### Work instructions
1. What online alias is Ren known by, according to the Ren Yi biography?
2. Pick up the Ren Yi biography after its last sentence and keep writing it.

### Document excerpt
- Born: 1980s
- Education: Harvard University
- Occupation: Social commentator
- Political party: Chinese Communist Party

= Ren Yi (writer) =

Chinese writer

Ren Yi (任意 (Rén Yì); born 1980s), known by his online alias Chairman Rabbit (兔主席 (Tù Zhǔxí)), is a Chinese political columnist, active on social media platforms.

== Early life ==
Ren is the grandson of Ren Zhongyi, a Chinese Communist Party veteran and former first secretary of the CCP Guangdong Provincial Committee, and the son of Ren Kening, director of the China Aerospace Foundation. He grew up in Guangzhou and is fluent in Cantonese.

Ren studied in the United Kingdom and was invited by his grandfather Ren Zhongyi to serve as a research assistant for Professor Ezra F. Vogel, an American sinologist, on his book "China's Reform Era". He also assisted him in his research on Deng Xiaoping and the Transformation of China. He later obtained a master's degree from Harvard University's Kennedy School of Government and worked at the Fairbank Center for East Asian Studies. After graduation, he worked for a Chinese investment bank in Beijing and traveled between Beijing and Hong Kong.

### Stored records

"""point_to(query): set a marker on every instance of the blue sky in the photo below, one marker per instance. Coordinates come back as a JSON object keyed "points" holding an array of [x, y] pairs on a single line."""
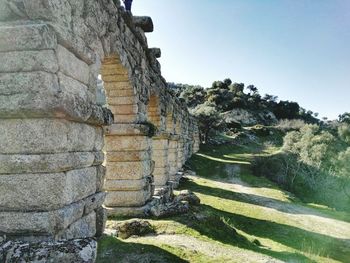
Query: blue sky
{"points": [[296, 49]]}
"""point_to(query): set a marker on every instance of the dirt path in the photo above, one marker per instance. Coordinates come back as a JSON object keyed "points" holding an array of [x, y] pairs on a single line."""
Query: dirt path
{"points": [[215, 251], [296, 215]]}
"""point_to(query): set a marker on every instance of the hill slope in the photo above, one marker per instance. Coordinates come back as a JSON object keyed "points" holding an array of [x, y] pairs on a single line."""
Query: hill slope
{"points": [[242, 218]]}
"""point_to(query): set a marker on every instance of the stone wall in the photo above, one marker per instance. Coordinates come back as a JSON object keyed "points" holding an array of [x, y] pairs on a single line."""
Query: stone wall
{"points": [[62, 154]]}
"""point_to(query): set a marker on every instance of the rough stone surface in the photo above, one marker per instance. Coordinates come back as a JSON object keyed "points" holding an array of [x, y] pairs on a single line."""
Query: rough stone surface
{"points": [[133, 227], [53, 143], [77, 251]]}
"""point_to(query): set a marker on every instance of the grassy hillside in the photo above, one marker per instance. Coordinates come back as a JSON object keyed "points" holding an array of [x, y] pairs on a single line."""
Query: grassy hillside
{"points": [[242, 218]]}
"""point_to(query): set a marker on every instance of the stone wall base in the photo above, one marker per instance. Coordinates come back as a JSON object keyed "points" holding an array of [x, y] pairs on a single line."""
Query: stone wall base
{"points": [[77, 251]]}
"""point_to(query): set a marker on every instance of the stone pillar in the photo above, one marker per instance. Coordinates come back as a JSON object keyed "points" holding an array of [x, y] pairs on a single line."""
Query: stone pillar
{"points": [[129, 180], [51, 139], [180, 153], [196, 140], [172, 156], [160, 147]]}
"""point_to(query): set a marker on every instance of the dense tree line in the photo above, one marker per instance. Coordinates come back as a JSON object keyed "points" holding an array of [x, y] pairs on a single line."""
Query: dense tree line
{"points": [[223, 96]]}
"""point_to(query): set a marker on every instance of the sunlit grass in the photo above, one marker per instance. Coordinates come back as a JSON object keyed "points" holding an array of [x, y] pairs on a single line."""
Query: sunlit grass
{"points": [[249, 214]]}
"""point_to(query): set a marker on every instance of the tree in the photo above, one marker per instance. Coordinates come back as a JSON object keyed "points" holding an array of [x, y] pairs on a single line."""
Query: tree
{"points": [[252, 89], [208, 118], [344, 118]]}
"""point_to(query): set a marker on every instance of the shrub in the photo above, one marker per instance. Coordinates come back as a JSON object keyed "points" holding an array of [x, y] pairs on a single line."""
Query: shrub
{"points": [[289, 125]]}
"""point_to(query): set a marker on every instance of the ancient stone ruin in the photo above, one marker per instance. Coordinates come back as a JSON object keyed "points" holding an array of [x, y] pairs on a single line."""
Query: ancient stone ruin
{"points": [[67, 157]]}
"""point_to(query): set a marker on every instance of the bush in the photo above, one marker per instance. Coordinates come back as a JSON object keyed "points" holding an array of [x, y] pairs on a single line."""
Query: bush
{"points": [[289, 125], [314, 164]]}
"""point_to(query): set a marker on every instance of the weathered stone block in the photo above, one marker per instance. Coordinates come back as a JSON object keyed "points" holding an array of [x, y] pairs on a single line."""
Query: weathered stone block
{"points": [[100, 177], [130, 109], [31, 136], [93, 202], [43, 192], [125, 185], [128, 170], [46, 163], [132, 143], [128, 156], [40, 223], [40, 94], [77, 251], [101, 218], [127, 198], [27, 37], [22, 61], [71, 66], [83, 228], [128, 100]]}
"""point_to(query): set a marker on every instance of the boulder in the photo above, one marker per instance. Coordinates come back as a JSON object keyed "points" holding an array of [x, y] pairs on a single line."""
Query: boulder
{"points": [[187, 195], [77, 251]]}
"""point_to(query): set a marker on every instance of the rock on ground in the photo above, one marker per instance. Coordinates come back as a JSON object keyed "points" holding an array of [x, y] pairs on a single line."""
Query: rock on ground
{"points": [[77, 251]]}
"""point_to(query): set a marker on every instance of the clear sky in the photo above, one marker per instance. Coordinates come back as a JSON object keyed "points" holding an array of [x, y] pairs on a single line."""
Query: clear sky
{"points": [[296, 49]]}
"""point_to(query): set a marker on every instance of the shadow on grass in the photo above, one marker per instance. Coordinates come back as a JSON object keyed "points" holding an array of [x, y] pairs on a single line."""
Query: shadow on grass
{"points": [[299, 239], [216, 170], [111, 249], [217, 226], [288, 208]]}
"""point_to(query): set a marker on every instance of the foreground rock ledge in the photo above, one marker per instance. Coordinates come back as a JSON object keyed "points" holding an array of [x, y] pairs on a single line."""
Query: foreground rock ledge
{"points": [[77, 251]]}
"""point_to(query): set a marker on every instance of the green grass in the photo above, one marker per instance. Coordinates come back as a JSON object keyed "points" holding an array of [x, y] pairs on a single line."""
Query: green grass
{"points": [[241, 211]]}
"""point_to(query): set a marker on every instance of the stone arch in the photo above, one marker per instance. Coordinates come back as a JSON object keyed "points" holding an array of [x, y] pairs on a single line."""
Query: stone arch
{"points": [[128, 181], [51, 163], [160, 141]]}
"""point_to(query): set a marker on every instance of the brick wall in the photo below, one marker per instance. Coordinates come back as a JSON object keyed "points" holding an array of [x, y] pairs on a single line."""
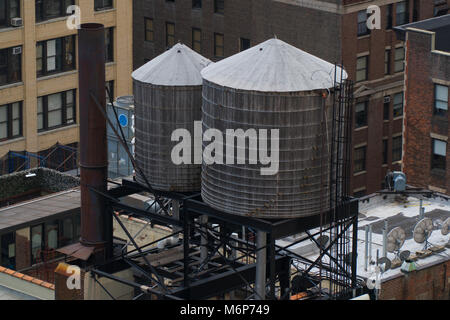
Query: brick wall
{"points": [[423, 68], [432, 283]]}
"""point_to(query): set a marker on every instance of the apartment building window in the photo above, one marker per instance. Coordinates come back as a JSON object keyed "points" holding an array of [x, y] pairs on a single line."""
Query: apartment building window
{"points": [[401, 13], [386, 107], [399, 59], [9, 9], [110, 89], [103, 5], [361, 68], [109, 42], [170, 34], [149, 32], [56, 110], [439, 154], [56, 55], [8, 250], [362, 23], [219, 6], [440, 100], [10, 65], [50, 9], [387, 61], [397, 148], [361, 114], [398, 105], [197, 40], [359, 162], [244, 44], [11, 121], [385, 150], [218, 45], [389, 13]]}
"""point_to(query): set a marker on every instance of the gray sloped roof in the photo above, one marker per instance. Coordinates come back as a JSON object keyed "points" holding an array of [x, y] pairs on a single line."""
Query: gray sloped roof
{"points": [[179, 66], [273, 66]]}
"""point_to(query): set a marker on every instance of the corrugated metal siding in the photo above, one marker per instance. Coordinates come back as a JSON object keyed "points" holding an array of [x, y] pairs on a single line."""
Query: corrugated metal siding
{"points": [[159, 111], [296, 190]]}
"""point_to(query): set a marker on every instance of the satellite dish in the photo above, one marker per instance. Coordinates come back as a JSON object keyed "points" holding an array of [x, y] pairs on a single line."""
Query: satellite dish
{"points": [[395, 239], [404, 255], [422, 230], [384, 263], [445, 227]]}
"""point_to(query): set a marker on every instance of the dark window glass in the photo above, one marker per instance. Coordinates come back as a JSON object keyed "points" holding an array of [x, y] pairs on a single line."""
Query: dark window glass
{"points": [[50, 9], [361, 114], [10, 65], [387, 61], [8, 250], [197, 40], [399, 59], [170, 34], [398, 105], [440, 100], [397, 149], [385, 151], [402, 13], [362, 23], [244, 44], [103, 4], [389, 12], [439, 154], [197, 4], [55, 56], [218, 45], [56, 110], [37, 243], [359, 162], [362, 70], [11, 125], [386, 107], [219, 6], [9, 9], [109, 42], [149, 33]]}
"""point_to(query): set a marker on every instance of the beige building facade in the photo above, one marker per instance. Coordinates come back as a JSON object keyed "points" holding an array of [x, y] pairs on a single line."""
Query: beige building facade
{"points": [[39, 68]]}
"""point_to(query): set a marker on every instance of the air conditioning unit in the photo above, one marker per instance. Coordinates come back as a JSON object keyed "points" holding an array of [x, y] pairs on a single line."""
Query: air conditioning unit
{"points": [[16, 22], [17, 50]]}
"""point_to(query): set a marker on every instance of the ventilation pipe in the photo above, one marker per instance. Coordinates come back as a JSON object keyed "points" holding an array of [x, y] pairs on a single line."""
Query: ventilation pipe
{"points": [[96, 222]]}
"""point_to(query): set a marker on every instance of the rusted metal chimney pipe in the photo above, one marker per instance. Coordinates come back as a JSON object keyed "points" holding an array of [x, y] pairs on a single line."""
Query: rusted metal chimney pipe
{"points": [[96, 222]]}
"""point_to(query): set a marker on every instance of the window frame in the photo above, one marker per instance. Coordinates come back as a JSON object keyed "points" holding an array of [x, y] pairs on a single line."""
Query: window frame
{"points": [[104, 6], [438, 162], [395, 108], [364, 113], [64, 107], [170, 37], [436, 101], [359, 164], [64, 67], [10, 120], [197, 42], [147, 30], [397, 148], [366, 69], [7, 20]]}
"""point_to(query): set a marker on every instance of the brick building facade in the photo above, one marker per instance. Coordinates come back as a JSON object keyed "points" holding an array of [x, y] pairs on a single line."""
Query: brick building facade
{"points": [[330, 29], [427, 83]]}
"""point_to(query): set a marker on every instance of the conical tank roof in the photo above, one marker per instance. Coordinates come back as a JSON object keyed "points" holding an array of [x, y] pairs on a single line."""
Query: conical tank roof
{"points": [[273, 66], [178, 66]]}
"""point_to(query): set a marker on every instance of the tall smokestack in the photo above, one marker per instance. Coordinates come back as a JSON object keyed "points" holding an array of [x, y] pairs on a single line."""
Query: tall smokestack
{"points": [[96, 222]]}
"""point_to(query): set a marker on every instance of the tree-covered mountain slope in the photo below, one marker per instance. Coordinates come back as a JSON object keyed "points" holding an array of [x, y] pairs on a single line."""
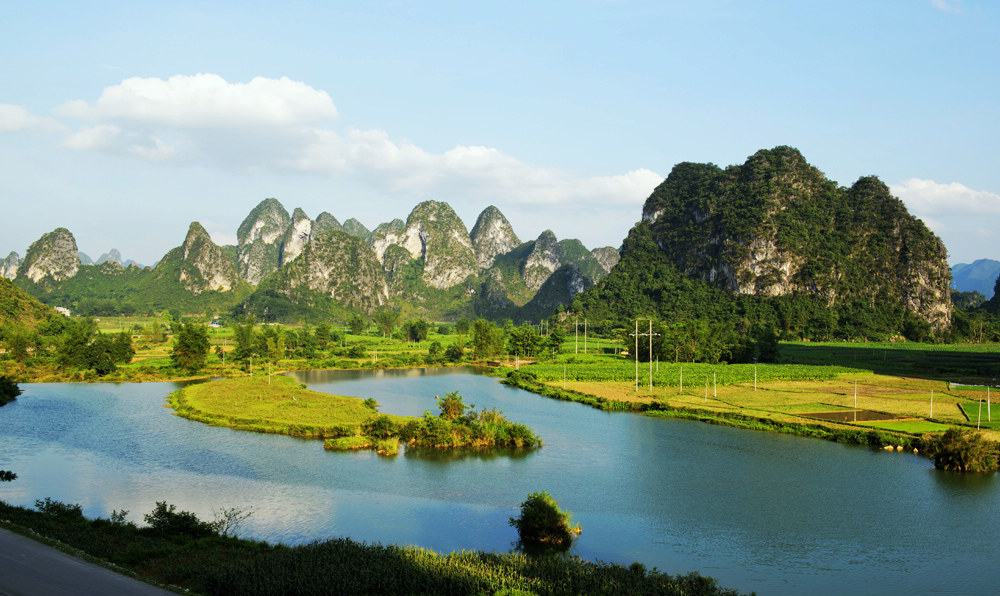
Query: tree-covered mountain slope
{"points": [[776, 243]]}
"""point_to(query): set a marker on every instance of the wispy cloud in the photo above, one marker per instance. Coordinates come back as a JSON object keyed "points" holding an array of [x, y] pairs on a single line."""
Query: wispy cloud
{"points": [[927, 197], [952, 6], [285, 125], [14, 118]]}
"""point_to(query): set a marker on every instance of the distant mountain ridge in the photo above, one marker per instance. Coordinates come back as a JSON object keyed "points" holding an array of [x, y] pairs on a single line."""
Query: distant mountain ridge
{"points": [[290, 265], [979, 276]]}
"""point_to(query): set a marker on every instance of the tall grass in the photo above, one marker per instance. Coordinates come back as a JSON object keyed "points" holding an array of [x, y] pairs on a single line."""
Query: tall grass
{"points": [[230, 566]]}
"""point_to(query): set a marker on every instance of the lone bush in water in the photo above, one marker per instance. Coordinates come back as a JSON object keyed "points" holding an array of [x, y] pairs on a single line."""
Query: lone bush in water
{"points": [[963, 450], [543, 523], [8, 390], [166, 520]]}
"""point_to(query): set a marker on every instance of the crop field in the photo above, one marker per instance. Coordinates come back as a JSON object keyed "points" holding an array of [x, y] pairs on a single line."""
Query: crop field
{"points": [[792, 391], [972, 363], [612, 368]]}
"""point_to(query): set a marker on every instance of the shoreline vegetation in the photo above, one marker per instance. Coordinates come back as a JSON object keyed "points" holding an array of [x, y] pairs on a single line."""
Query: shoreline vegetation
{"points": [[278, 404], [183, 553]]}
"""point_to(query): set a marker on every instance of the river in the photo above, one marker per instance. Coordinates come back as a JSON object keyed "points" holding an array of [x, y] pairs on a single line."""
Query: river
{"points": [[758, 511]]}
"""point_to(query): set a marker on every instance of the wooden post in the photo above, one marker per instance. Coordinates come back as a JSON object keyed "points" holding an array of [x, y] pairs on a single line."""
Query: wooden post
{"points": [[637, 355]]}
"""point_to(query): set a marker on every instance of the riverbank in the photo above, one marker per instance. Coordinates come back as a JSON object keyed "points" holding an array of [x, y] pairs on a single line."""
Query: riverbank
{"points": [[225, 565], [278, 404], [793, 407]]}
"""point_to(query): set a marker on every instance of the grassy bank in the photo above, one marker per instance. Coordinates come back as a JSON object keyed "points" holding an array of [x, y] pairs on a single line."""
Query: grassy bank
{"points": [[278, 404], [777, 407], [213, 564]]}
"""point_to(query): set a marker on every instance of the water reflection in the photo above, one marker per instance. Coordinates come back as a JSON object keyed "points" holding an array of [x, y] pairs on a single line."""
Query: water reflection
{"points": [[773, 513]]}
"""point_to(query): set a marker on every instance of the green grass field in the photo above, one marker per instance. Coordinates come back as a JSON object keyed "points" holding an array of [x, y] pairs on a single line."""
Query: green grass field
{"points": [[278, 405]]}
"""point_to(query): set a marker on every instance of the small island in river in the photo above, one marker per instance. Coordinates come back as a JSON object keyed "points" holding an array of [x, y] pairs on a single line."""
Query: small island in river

### Results for each task
1. Chairman Rabbit (兔主席, Tù Zhǔxí).

2.
== Publications ==
Ren has published articles in media such as Southern Metropolis Daily, Southern Weekly, and Yangcheng Evening News. His comments on Weibo are mainly social, political, and historical comments, and are often quoted by mainstream media. He claims that some of his articles were used as "internal reference" by the Chinese government. His 2020 article "It is not the Chinese government that awakened Chinese nationalism, but American politicians" was reprinted by People's Daily Online.

During the 2019–2020 Hong Kong protests, Ren published a large number of articles on Hong Kong issues from the perspective of the pro-Beijing camp, attracting a large number of mainland Chinese netizens' attention. The relevant articles were compiled into a collection titled "Torn City: Mysteries and Thoughts of the Hong Kong Movement" by Zhonghua Book Company in 2020.

After United States House Speaker Nancy Pelosi visited Taiwan in 2022, Ren harshly criticized Hu Xijin online.

After the outbreak of the White Paper Protests, Ren said he believed that "foreign forces" were involved in the protests.

== Works ==

- "Torn City: Mysteries and Thoughts on the Hong Kong Movement" (2020)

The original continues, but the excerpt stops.